Your task:
Return each line in the items below that contains the word "dried", copied unchanged.

[Point annotation records]
——————————

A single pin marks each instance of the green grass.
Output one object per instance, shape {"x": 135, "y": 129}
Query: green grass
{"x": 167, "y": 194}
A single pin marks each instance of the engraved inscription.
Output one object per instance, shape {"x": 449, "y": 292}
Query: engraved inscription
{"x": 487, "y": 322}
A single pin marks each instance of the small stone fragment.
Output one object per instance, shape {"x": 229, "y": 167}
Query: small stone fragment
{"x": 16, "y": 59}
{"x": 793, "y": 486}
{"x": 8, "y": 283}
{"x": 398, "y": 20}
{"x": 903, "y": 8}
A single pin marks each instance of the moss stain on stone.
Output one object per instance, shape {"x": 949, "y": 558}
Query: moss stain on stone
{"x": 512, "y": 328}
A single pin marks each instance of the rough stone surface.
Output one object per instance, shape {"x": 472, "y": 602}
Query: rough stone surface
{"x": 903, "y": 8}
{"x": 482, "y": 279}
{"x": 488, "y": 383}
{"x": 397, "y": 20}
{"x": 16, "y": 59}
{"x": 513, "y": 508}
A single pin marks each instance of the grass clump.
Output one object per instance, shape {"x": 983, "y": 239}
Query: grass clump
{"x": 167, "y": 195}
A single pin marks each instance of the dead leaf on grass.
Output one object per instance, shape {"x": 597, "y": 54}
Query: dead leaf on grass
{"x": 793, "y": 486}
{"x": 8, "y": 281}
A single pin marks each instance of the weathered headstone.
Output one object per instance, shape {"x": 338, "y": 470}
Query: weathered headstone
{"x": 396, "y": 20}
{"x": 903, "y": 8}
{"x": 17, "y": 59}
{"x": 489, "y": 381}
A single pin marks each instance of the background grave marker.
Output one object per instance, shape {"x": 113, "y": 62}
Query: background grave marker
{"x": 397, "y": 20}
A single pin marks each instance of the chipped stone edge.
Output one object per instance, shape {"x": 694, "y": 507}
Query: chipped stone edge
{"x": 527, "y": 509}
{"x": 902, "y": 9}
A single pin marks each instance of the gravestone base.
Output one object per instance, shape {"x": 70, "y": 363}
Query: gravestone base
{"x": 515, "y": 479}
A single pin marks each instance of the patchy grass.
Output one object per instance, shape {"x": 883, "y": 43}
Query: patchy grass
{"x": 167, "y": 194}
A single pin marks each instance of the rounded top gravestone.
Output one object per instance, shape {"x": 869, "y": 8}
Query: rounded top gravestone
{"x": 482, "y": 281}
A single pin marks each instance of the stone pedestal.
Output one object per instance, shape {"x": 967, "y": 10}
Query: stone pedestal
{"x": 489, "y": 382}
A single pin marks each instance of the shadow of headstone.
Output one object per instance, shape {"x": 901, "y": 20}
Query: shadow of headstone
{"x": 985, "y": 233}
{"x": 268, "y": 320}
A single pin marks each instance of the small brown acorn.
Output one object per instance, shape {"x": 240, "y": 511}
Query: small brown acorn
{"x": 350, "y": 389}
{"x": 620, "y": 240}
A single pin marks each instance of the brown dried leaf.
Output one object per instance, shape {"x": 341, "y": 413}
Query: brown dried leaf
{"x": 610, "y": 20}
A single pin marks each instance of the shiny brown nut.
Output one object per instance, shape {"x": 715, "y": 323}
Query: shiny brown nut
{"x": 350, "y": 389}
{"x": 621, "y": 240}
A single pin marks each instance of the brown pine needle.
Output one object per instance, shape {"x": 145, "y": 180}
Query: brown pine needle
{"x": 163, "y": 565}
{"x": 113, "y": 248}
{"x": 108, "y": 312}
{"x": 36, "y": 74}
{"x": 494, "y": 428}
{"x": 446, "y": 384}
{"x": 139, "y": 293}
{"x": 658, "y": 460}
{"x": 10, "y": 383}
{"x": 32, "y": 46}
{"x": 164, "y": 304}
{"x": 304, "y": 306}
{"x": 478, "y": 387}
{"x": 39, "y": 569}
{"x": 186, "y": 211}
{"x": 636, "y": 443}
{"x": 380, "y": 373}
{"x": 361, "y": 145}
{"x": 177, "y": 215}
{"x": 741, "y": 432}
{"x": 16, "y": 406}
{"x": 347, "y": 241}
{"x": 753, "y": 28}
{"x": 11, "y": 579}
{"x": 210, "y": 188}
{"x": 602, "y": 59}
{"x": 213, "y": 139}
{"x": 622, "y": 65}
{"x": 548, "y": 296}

——————————

Expected answer:
A single pin marks each instance of the brown dried leaf.
Query: brown dried leaf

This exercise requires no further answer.